- **Goal**
Can you print the part below that opens with the line containing "Exercise. Point out the motorcycle" and closes with the line containing "[(98, 468)]"? Reproduce every line unchanged, including both end lines.

- **Material shown**

** BEGIN **

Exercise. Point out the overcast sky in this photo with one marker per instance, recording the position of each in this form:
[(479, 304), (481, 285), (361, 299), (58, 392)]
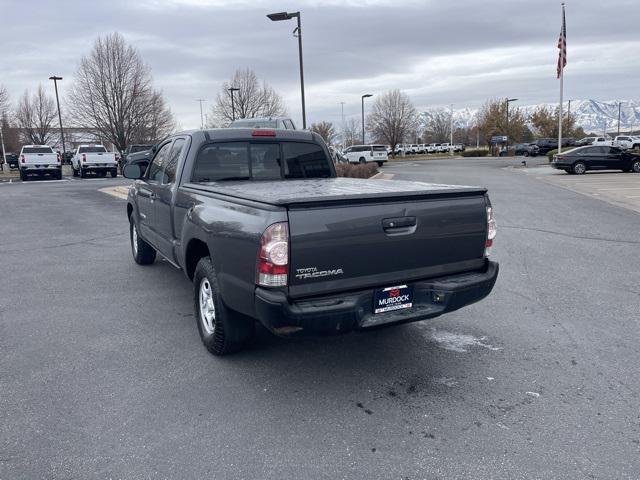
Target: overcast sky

** END **
** BEGIN **

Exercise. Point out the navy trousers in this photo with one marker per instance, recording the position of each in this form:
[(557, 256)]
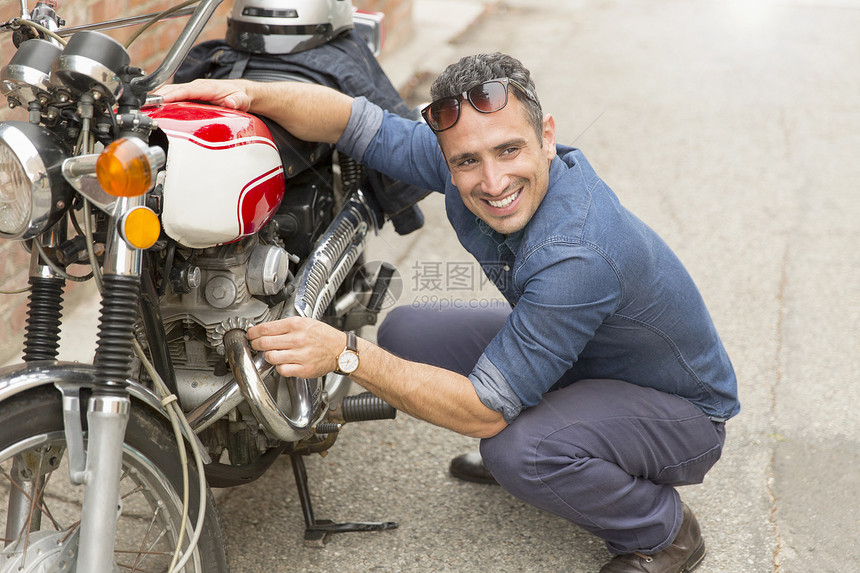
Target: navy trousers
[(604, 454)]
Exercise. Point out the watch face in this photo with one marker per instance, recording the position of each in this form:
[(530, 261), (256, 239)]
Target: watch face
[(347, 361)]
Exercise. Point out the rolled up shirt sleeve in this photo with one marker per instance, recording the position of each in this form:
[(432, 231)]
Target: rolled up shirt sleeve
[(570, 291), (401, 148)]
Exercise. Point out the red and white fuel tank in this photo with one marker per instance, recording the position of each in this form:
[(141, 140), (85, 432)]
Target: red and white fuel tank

** END **
** BEGIN **

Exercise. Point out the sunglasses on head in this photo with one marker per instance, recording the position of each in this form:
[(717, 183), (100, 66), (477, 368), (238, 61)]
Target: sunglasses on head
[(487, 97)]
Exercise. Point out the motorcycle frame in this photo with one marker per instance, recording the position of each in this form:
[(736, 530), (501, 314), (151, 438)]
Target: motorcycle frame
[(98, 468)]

** END **

- **The output**
Exercise. Point out the motorcycle frame in this photo with one marker per instance, recording the position of each in this form:
[(736, 530), (501, 314), (151, 438)]
Target: motorcycle frame
[(98, 468)]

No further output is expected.